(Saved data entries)
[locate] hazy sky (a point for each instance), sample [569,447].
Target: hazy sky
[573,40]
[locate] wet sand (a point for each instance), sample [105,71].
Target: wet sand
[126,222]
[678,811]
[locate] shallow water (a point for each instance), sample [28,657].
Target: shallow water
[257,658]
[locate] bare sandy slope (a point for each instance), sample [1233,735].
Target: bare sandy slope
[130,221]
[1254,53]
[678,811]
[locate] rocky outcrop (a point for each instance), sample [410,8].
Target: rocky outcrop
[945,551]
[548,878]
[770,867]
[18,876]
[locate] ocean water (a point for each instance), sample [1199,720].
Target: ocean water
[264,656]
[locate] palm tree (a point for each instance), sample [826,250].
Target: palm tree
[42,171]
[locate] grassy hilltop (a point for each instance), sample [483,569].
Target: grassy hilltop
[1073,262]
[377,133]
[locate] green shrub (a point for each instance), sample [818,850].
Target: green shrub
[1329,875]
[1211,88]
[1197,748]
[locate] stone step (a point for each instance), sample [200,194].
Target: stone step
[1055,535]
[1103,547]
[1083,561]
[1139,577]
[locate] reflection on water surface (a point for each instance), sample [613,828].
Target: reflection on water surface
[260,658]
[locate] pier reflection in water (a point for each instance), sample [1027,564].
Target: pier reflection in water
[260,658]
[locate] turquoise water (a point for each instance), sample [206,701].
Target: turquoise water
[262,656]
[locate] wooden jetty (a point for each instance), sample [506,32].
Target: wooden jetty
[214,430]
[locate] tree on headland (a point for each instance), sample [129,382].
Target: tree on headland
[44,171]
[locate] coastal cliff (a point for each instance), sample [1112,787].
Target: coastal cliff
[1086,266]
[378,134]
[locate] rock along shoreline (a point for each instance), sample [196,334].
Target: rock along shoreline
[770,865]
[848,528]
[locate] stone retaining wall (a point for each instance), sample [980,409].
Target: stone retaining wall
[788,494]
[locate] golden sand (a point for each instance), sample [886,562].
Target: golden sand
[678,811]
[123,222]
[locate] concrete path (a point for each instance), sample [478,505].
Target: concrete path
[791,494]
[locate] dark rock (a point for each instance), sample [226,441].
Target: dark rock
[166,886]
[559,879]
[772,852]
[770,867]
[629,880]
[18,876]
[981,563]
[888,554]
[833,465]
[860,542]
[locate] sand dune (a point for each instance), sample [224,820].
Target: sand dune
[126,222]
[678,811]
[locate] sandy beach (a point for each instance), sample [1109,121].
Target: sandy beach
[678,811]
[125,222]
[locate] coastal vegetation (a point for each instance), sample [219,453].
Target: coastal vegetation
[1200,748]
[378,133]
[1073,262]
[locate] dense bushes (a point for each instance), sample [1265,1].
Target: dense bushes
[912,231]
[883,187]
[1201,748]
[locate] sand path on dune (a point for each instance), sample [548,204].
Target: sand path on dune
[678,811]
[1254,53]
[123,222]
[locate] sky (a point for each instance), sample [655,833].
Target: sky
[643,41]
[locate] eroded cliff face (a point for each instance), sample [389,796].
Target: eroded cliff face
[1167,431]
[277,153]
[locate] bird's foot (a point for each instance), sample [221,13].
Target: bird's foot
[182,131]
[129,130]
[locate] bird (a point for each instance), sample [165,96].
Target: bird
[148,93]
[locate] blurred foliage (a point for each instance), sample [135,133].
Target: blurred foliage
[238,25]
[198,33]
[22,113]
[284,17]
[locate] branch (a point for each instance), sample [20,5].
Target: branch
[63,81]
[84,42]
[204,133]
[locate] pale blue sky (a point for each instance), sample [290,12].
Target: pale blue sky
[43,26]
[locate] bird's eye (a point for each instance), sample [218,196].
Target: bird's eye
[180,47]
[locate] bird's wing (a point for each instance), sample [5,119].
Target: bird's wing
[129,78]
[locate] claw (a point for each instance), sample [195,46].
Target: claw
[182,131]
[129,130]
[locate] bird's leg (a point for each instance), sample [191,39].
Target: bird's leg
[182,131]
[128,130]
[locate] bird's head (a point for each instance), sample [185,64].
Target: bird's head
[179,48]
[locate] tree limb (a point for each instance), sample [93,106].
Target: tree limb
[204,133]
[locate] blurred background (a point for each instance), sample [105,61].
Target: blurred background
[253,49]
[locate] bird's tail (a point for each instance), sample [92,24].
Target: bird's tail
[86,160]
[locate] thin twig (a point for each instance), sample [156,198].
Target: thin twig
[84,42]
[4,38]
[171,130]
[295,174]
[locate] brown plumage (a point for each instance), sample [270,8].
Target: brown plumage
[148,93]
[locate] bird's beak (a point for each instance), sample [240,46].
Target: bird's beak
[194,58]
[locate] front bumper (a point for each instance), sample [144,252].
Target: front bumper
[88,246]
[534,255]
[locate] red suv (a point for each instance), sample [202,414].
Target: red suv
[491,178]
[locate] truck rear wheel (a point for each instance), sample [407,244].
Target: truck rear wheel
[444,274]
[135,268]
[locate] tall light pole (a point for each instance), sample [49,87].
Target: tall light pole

• **The exercise**:
Copy every one of the records above word for word, keeping each line unchanged and in its original order.

• **Reply to the exercise**:
[locate] hazy sky (a point for each instance), sample [569,447].
Target: hazy sky
[573,40]
[locate] wet sand (a point for each instance), sample [105,71].
Target: wet sand
[126,222]
[678,811]
[locate] shallow water (a point for each instance), sample [28,657].
Target: shallow water
[257,658]
[locate] bare sandy slope (a point for each instance), sample [1233,735].
Target: bare sandy slope
[130,221]
[1254,53]
[678,811]
[locate] rocky outcrop (a point for each instance), sample [410,8].
Target: rocky outcrop
[945,551]
[548,878]
[770,867]
[18,876]
[locate] ocean water (a point for each instance), sample [1199,720].
Target: ocean water
[264,656]
[locate] palm tree (a point for each instance), sample [826,250].
Target: palm tree
[42,171]
[locate] grassy hilltop (a point for each instance), sample [483,569].
Target: grassy hilltop
[1073,262]
[377,133]
[locate] green shrub (a point for each instance), sample [818,850].
Target: green shrub
[1329,875]
[1211,88]
[1197,748]
[locate] stone step (a point for each instance), sample [200,194].
Target: stone step
[1055,535]
[1103,547]
[1083,561]
[1139,577]
[locate] reflection on water surface (a point for each instance), sample [613,828].
Target: reflection on water surface
[260,658]
[locate] pier reflection in water (a point for each instance), sample [1027,564].
Target: pier reflection in water
[260,658]
[locate] turquoise water (a point for each instance), sample [206,701].
Target: turquoise water
[262,656]
[locate] wooden jetty (a point for each instance), sample [506,32].
Target: wooden jetty
[214,430]
[locate] tree on headland (a point for each instance), sample [129,382].
Target: tree on headland
[44,171]
[locate] coastal cliff (a point for each instance), sample [1112,787].
Target: coastal cliff
[1086,266]
[378,134]
[locate] rock along shoreline (a point for each instance), sample [196,334].
Target: rock along shoreline
[770,865]
[848,528]
[locate] stone retaining wall (a point for each instance), sample [980,409].
Target: stone retaining wall
[788,494]
[locate] golden sand (a point for each instance), sample [886,562].
Target: golden sand
[678,811]
[123,222]
[locate] concrete path (a point for each instance), sample [478,505].
Target: concrete path
[791,494]
[locate] dark rock (a point for each instance), sample [226,441].
Target: dark rock
[166,886]
[559,879]
[772,852]
[770,867]
[629,880]
[18,876]
[981,563]
[888,554]
[833,465]
[860,542]
[locate] sand dune (a point for each instance), sample [224,820].
Target: sand dune
[126,222]
[678,811]
[locate] sandy beach (a point for each instance), sample [1109,121].
Target: sandy beach
[678,811]
[125,222]
[locate] coastal vegetation (a point for each instance), sample [219,453].
Target: coastal vegetation
[1200,748]
[378,133]
[1073,262]
[locate] dense bushes (a point for each instance), sample [1265,1].
Target: dense bushes
[912,231]
[883,187]
[1201,748]
[locate] sand path on dune (a point for each instance), sample [548,204].
Target: sand path on dune
[678,811]
[1254,53]
[123,222]
[locate] sky (a point for each instance), sample [655,833].
Target: sky
[643,41]
[locate] eroded cliff face (a point for each instance), sample [389,796].
Target: eroded cliff face
[1167,431]
[277,153]
[locate] bird's foot (a point for each instance), sample [221,13].
Target: bird's foot
[182,131]
[129,130]
[locate] bird (a point for each instance), sample [165,96].
Target: bird
[148,93]
[locate] blurred foliage (a point for each instance), sample [135,133].
Target: blurred foliage
[238,25]
[198,33]
[22,113]
[284,17]
[locate] branch (a point for each instance), sample [20,5].
Target: branch
[63,81]
[84,42]
[204,133]
[locate] pale blue sky (a point for each instance), sample [290,12].
Target: pale blue sky
[43,26]
[locate] bird's eye (a point for each instance), sample [218,196].
Target: bird's eye
[180,47]
[locate] bird's wing (a point for each instance), sample [5,119].
Target: bird's wing
[129,78]
[locate] claw (a point for each instance), sample [195,46].
Target: claw
[182,131]
[129,130]
[locate] bird's leg (a point for each instance), sample [191,39].
Target: bird's leg
[182,131]
[128,130]
[locate] bird's head (a point for each instance), sample [185,64].
Target: bird's head
[179,48]
[locate] tree limb (a point for each instance), sample [93,106].
Target: tree limb
[204,133]
[locate] blurred background (a point for each instance), sample [105,61].
Target: blurred background
[253,49]
[locate] bird's tail (a point for each instance), sample [92,24].
Target: bird's tail
[86,160]
[locate] thin twig (a point for each instance), sample [156,198].
Target: thin twig
[84,42]
[4,38]
[171,130]
[295,174]
[locate] brown plumage (a point for each instance), sample [270,8].
Target: brown plumage
[148,93]
[locate] bird's beak (a point for each instance), sample [240,46].
Target: bird's beak
[194,58]
[locate] front bumper (a point for each instance), sample [144,252].
Target: front bumper
[88,246]
[534,255]
[locate] red suv (a point for each instance), sample [202,414].
Target: red suv
[491,178]
[locate] truck rear wheel (a point for each instance), sample [407,244].
Target: truck rear wheel
[444,274]
[135,268]
[locate] tall light pole (a point for each instance), sample [49,87].
Target: tall light pole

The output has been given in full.